• Short task: Transcribe the records exactly from the line with "As a warehouse robot's perception module, locate tissue" to the end, both included.

• Dataset:
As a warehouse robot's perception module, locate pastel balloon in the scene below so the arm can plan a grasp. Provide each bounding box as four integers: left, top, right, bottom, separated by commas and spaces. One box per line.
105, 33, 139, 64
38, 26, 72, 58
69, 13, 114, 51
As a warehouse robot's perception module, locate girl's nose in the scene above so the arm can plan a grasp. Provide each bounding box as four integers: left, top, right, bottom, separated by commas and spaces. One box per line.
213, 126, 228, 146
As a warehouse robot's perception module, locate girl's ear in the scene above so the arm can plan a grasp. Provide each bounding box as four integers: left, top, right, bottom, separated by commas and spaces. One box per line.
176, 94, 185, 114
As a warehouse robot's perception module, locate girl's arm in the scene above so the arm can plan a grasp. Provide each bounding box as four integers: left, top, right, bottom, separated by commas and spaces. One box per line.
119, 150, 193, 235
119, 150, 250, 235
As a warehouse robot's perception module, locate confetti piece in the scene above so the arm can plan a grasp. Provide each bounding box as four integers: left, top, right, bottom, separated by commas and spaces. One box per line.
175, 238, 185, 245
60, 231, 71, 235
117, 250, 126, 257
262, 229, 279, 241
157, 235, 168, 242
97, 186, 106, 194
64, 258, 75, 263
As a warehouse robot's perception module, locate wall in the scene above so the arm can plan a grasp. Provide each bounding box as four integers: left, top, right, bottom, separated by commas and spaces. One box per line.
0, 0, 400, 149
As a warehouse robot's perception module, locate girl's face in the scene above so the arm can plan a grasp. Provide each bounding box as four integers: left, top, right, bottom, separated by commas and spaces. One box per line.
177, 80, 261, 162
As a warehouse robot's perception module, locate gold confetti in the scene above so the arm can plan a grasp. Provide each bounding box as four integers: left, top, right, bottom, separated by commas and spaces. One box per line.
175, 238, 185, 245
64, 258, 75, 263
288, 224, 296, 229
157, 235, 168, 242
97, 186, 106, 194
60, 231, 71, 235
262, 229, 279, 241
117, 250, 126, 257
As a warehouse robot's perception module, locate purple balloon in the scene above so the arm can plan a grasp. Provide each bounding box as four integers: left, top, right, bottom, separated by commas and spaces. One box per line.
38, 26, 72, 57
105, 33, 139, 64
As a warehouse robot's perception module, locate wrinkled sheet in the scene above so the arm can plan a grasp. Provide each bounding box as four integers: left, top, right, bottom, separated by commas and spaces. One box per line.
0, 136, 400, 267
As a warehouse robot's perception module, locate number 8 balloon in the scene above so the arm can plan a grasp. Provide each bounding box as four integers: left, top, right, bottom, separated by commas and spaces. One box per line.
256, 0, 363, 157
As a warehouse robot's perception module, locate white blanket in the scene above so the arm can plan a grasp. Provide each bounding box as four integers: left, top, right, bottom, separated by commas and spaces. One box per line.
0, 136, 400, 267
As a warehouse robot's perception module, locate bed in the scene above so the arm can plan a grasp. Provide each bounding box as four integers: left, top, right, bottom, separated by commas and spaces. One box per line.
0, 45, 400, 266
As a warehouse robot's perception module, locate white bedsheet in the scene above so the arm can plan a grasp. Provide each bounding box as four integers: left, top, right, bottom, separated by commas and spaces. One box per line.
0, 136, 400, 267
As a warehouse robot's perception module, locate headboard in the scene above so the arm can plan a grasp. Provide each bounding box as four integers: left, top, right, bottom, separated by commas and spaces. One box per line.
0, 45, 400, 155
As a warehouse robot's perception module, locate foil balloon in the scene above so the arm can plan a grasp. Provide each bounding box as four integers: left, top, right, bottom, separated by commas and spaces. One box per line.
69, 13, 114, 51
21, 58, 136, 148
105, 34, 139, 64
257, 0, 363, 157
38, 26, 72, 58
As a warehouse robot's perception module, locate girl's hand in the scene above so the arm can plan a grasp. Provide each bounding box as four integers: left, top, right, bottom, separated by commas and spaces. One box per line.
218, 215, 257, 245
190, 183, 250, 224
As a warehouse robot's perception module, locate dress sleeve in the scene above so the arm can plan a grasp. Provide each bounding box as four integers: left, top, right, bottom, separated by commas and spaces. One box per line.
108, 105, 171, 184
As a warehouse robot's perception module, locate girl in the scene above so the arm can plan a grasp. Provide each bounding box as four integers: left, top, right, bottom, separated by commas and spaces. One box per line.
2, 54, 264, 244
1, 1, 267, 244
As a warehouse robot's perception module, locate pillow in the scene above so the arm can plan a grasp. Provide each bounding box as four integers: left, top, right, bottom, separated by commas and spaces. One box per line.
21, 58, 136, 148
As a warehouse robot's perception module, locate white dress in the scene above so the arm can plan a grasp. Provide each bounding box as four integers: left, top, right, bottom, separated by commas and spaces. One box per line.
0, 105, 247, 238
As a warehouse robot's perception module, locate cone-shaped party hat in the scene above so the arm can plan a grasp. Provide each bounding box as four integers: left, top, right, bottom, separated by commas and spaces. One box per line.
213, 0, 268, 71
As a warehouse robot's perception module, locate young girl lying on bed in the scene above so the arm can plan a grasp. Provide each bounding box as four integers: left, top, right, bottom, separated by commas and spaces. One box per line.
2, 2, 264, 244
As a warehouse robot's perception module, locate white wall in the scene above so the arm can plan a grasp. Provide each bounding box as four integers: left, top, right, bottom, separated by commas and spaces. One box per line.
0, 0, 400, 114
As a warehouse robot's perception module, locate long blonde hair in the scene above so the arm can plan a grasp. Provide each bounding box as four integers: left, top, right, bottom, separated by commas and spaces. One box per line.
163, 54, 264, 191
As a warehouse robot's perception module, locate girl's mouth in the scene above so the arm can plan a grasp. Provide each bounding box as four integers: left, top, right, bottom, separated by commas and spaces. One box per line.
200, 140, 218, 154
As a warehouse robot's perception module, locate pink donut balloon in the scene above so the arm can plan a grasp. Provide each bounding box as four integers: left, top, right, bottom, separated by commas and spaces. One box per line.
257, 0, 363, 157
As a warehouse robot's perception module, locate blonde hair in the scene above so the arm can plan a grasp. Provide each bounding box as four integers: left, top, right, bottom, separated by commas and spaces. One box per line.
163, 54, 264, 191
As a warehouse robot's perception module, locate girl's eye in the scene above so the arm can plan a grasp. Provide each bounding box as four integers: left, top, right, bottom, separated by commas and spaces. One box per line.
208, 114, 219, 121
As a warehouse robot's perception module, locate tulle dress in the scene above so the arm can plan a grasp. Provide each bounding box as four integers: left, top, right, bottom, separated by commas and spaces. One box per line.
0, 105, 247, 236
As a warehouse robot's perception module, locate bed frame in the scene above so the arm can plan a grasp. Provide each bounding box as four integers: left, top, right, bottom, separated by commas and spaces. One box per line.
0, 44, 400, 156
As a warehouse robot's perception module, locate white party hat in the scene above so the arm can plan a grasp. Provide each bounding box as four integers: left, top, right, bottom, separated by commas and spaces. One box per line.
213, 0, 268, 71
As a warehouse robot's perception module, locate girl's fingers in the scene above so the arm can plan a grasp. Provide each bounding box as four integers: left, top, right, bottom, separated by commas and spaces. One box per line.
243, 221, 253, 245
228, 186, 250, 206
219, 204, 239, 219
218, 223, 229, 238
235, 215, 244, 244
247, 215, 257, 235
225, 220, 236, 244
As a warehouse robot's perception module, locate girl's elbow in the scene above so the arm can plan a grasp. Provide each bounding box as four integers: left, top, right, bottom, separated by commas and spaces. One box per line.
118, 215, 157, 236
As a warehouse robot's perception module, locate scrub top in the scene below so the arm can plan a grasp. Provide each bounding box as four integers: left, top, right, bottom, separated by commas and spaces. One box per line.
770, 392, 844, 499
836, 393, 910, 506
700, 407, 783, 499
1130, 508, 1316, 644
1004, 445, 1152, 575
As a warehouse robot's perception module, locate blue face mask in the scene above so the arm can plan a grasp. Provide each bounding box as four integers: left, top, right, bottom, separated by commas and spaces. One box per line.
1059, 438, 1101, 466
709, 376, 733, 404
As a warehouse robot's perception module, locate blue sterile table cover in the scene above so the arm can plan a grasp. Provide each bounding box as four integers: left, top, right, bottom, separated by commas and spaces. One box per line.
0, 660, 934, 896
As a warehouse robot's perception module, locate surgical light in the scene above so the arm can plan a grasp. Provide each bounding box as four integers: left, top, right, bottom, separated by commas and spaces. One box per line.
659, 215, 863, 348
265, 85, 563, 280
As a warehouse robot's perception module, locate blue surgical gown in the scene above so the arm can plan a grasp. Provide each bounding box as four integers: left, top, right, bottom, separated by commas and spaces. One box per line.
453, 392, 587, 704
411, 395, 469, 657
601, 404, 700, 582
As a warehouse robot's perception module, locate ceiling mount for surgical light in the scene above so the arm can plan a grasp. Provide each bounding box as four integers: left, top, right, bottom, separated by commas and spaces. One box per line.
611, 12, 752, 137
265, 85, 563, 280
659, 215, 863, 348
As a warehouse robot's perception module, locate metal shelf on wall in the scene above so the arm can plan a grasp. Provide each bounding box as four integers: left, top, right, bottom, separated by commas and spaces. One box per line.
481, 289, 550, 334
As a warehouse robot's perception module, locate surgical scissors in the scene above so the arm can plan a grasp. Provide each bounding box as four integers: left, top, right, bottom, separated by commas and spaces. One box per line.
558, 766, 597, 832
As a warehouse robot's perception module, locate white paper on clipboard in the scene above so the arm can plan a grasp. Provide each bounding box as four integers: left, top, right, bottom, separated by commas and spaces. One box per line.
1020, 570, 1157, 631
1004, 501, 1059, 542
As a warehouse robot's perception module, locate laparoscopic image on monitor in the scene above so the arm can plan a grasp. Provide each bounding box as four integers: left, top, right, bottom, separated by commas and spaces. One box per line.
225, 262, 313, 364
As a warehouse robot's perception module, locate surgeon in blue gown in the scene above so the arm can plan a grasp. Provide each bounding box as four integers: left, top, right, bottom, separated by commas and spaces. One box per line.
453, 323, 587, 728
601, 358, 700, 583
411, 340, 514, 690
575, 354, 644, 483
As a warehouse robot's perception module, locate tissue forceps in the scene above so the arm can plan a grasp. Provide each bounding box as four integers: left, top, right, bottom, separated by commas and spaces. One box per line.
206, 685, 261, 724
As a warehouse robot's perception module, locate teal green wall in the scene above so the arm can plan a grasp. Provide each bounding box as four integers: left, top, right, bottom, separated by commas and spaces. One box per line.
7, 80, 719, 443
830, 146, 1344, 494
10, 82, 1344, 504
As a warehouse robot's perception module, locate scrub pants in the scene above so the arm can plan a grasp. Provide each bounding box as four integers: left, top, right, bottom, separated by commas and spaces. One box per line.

• Exercise output:
As a warehouse robot's perception module, locate tissue forceps in the scene above so the arm can plan a grasp. Provide each bounding box as four integers: left, top, right, bottom, separated by commas and spaces. One box per line.
206, 685, 261, 724
As a warehouse robot's perception module, locate teal green wall in the scene above so the arm can plan a grasp. Provide each bounding box as four integers: left, top, right, bottom, separated by commas and spaces. One box per line.
7, 80, 719, 443
830, 146, 1344, 494
10, 82, 1344, 504
As a warehouse robot's perception module, locate scrub pants in the scene above so the arm can plan a grasp. Provide each bounding box as four integers: left, top, right, bottom, separated by commas and spaces. One box per line.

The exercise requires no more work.